Return every line below as is, leaving out the pictures.
________________________________________
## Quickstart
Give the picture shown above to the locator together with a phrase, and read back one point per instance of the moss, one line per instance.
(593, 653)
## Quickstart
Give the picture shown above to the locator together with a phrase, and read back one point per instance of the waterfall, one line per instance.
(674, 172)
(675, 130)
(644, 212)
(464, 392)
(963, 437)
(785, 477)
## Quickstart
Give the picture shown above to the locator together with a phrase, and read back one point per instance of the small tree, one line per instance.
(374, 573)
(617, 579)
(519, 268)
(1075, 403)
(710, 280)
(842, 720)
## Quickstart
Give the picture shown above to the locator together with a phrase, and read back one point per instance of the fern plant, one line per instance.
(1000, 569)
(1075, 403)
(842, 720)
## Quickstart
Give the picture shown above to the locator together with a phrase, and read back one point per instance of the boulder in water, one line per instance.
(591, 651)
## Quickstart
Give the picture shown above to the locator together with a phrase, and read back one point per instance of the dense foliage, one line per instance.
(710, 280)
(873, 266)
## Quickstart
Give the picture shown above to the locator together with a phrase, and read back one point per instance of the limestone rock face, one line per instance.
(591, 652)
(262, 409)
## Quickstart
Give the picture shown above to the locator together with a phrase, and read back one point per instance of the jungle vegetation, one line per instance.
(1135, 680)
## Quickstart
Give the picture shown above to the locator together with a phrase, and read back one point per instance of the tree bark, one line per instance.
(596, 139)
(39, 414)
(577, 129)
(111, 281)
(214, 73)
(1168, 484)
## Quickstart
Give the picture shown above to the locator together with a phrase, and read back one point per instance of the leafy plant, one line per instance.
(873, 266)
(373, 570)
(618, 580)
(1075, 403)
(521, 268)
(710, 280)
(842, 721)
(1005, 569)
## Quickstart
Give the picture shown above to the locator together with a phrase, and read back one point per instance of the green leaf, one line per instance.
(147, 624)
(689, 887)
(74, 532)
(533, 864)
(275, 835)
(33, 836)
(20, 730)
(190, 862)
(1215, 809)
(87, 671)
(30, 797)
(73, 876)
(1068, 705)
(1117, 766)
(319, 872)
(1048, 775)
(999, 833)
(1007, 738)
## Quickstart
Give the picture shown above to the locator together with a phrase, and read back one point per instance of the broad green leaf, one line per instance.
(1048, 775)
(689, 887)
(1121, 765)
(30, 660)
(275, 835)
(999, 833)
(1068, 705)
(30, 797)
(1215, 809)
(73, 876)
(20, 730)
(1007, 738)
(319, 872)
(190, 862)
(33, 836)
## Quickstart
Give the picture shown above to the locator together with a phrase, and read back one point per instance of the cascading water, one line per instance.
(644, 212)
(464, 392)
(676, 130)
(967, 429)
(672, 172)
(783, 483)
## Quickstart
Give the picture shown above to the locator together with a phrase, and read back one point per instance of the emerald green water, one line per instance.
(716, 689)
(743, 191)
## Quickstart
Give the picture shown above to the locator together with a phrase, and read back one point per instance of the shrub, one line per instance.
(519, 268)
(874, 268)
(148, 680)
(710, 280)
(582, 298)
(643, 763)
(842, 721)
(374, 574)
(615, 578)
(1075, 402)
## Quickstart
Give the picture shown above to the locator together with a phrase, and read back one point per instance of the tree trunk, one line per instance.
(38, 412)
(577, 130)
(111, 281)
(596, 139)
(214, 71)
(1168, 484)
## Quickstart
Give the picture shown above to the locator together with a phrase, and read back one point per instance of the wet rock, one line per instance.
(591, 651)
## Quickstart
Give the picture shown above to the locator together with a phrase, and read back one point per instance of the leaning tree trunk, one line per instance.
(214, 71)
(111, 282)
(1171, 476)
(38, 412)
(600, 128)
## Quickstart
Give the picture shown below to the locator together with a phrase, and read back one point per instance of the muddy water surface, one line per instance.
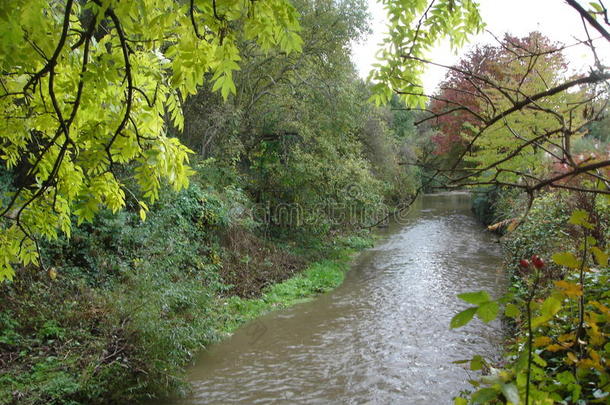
(380, 338)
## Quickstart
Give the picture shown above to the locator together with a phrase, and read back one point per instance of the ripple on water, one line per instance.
(380, 338)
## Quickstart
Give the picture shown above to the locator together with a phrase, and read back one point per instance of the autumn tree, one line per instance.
(86, 87)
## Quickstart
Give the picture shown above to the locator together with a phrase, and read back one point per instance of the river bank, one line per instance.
(126, 304)
(558, 300)
(382, 336)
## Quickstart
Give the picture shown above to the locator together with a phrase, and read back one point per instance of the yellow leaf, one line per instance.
(542, 341)
(571, 290)
(572, 359)
(52, 273)
(556, 347)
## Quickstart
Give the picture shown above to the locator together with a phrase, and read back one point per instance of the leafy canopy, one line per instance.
(87, 90)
________________________________________
◆ **Solution**
## Quickstart
Give the picture shown above to the locator together with a phrase, and read back one point per instance of the moss, one line per instance.
(593, 653)
## Quickstart
Give the picture shown above to the locator together with a phrase, and read back one point per instance of the waterfall, one line per instance.
(674, 172)
(675, 130)
(644, 212)
(464, 392)
(963, 437)
(785, 477)
## Quickstart
Give the picture shown above to the locator together with a phrase, and read back one point per instance of the small tree, one line per instance.
(374, 573)
(617, 579)
(519, 268)
(1075, 403)
(710, 280)
(842, 720)
## Quickstart
Give the picture shown above to the locator together with a phrase, and read back one point per instance of the fern plant, one line per instance.
(1000, 569)
(1075, 403)
(842, 720)
## Quickstart
Give the picture shown above to the locator together with a phrase, and read back one point per instance of the boulder in water, one line per instance.
(591, 651)
## Quickstart
Give the picture shown above to the locator together with a phrase, and read back one point per instance of the dense foliage, one line per instance.
(710, 280)
(873, 266)
## Quickstart
Give the picture shown above to the locator together with a phrase, and read back one point per instance of the limestone rock face, one line per instance.
(591, 652)
(262, 409)
## Quickstart
Give the picture shown above to the locator together with a phrase, and read back one point per instance of the jungle vegetation, one line per instance.
(1135, 680)
## Quickstart
Give the picture shown above to the locator together with a phrase, and read back one point per instance of the tree bark, one line per instance.
(596, 139)
(39, 414)
(577, 129)
(111, 281)
(214, 73)
(1168, 484)
## Quickstart
Give the picture shown above to the locator together with a phrase, and read back one point per instance of the leafy plant, one line per instance.
(873, 266)
(373, 570)
(618, 580)
(1075, 403)
(521, 268)
(710, 280)
(842, 721)
(1005, 569)
## Quickstart
Give the picture shown above to the locator together with a phrase, and read back one point per instance of the green leaf, one line per instance.
(147, 624)
(689, 887)
(74, 532)
(533, 864)
(275, 835)
(33, 836)
(20, 730)
(190, 862)
(1215, 809)
(87, 671)
(30, 797)
(73, 876)
(1068, 705)
(1117, 766)
(319, 872)
(1048, 775)
(999, 833)
(1007, 738)
## Quickstart
Give the picture shown above to the locator together with a phrase, and read back one point per instance of the broad green leaf, one line per instance.
(1048, 775)
(689, 887)
(1121, 765)
(30, 660)
(275, 835)
(999, 833)
(1068, 705)
(30, 797)
(1215, 809)
(73, 876)
(20, 730)
(1007, 738)
(319, 872)
(190, 862)
(33, 836)
## Quickstart
Give the picture shown above to the locator together with a phrase, and read back one point per instance of the cascading water, one line per instance.
(644, 212)
(464, 392)
(676, 130)
(967, 429)
(672, 172)
(783, 483)
## Quickstart
Give the picture shown above to the locator together with a phrase, and read back one point per instance of the emerald green water, one line per instance.
(716, 689)
(743, 191)
## Quickstart
Give the picture shown above to the locator together with a phrase, and read back one point per instance of the shrub, one line per instance.
(519, 268)
(874, 268)
(148, 680)
(710, 280)
(582, 298)
(643, 763)
(842, 721)
(374, 574)
(615, 578)
(1075, 402)
## Quickstart
Give the picture shown above to the locator together with a phrase, and read back one point per instance of the tree trunk, one line per instance.
(38, 412)
(577, 130)
(111, 281)
(596, 139)
(214, 71)
(1168, 484)
## Quickstart
Give the picture shown above to the locator together with a phrase, and read back one point per instance of the wet rock, one line per instance.
(591, 651)
## Quickstart
Give the picture shown above to the locator together with a phrase, and read back one point per instance of the leaning tree trunk, one line per instance.
(214, 71)
(111, 282)
(1171, 476)
(38, 412)
(600, 128)
## Quickstart
Give the picture shown below to the locator together with a phrase, and read back one point per instance of the muddy water surface, one line per instance.
(380, 338)
## Quickstart
Give the picture shown above to the locator together with a phrase, and read back one point per instance of the ripple on water, one line per instance.
(380, 338)
## Quickstart
Give the picture shown above to the locator together with a phrase, and read back one point per instance of the autumn tree, one line per instance.
(86, 87)
## Quickstart
Give the picture shown above to the locator together with a phrase, and read back one point per instance of the river bank, one line per instance.
(126, 304)
(558, 300)
(382, 336)
## Quickstart
Give the picture shown above to the locator together with a phrase, and read back one point per instance of the yellow leaf, one line per instance.
(542, 341)
(571, 290)
(572, 359)
(52, 273)
(556, 347)
## Quickstart
Give the picture shown above to the locator together with a phrase, and read back one point per instance of the leafy canopy, one line per instance.
(87, 90)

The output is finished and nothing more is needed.